BEGIN

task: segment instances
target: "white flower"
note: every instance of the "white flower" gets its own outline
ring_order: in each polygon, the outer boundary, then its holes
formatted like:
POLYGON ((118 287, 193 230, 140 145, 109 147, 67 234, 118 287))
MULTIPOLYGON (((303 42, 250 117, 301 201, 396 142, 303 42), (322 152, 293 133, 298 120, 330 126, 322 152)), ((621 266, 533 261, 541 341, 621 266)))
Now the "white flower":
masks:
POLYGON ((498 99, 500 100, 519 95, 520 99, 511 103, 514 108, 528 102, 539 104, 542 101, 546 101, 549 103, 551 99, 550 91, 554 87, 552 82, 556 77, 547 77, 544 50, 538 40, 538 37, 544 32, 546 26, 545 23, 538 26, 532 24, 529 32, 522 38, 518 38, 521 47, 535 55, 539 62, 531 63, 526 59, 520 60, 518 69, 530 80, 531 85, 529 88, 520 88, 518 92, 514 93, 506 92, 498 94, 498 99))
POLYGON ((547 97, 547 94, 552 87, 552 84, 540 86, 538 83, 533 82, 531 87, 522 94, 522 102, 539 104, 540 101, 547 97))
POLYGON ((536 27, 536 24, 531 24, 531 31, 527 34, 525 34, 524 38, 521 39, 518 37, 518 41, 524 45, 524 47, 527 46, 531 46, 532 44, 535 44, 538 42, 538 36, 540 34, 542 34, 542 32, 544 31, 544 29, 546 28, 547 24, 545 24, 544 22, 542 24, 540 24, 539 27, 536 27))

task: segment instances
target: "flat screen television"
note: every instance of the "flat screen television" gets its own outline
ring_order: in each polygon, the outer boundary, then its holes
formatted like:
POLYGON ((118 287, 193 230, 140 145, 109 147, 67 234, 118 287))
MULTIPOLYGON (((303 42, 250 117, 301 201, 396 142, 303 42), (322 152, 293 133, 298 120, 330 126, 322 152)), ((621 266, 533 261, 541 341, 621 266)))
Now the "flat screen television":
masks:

END

[GOAL OF THE EXERCISE]: In your response, reproduce the records exactly, every one.

[WRITTEN REPLY]:
task: segment instances
target: "white flower"
note: every instance of the "white flower" gets its own outline
ring_order: in each polygon, the outer boundary, then its holes
formatted like:
POLYGON ((118 287, 193 230, 140 145, 109 147, 67 234, 118 287))
MULTIPOLYGON (((303 42, 250 117, 301 201, 396 142, 303 42), (322 152, 293 133, 298 120, 330 126, 322 152)), ((621 266, 533 261, 541 341, 621 266)))
Now the "white flower":
masks:
POLYGON ((498 99, 500 100, 519 95, 520 99, 511 103, 514 108, 528 102, 539 104, 542 101, 546 101, 549 103, 551 99, 550 91, 554 87, 552 82, 556 77, 547 77, 544 50, 538 40, 538 37, 544 32, 546 26, 545 23, 538 26, 532 24, 529 32, 522 38, 518 38, 521 47, 535 55, 539 62, 531 63, 526 59, 520 60, 518 69, 530 80, 531 85, 529 88, 520 88, 518 92, 514 93, 506 92, 498 94, 498 99))
POLYGON ((547 97, 547 94, 552 87, 552 84, 540 86, 538 83, 533 82, 531 87, 522 94, 522 102, 539 104, 540 101, 547 97))
POLYGON ((536 27, 536 24, 531 24, 531 31, 527 34, 525 34, 524 38, 521 39, 518 37, 518 41, 524 45, 524 47, 527 46, 531 46, 532 44, 535 44, 538 42, 538 36, 540 34, 542 34, 542 32, 544 31, 544 29, 546 28, 547 24, 545 24, 544 22, 542 24, 540 24, 539 27, 536 27))

task: segment instances
target: "flat screen television"
note: every instance of the "flat screen television" gets its own outline
ring_order: in each polygon, the outer boundary, then its holes
formatted like:
POLYGON ((118 287, 193 230, 140 145, 109 147, 67 234, 118 287))
MULTIPOLYGON (((303 42, 250 117, 301 201, 396 142, 303 42), (322 152, 293 133, 298 120, 330 126, 322 152)), ((621 266, 533 261, 541 341, 621 266)))
Now the "flat screen television":
masks:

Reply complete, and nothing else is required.